- **Activity**: An exact copy of the data is required, with no pictures in it.

- **Information supplied**:

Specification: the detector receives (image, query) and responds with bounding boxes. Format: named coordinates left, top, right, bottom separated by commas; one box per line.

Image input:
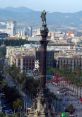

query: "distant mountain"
left=0, top=7, right=82, bottom=27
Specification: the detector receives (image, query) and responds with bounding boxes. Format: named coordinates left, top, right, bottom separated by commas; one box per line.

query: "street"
left=47, top=82, right=82, bottom=117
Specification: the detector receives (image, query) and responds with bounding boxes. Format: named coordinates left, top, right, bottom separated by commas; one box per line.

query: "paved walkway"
left=47, top=83, right=82, bottom=117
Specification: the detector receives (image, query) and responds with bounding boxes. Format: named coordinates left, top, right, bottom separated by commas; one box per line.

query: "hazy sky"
left=0, top=0, right=82, bottom=12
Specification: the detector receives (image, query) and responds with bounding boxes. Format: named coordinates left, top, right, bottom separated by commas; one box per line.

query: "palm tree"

- **Worked solution**:
Specification: the detector receives (image, query) and responds with bounding boxes. Format: named coordinates left, top, right, bottom separated by commas; one box per line.

Image input:

query: "distant mountain"
left=0, top=7, right=82, bottom=27
Specification: the detector receives (image, query) and responds with bounding boxes. Format: named coordinates left, top, right, bottom separated by commas; one box per line.

query: "street"
left=47, top=82, right=82, bottom=117
Specification: the detector receives (image, query) and responds with bounding boxes. Format: named coordinates left, top, right, bottom separated by commas; one box per line.

query: "paved walkway"
left=47, top=83, right=82, bottom=117
Specification: the detector receives (image, query) and responds with bounding boxes. Format: named coordinates left, top, right, bottom separated by commas; one box per line.

query: "hazy sky"
left=0, top=0, right=82, bottom=12
Specification: the detector receives (image, query) and responds with bounding boxes. Format: named coordinates left, top, right, bottom separated by commas; one box per line.

query: "palm tree"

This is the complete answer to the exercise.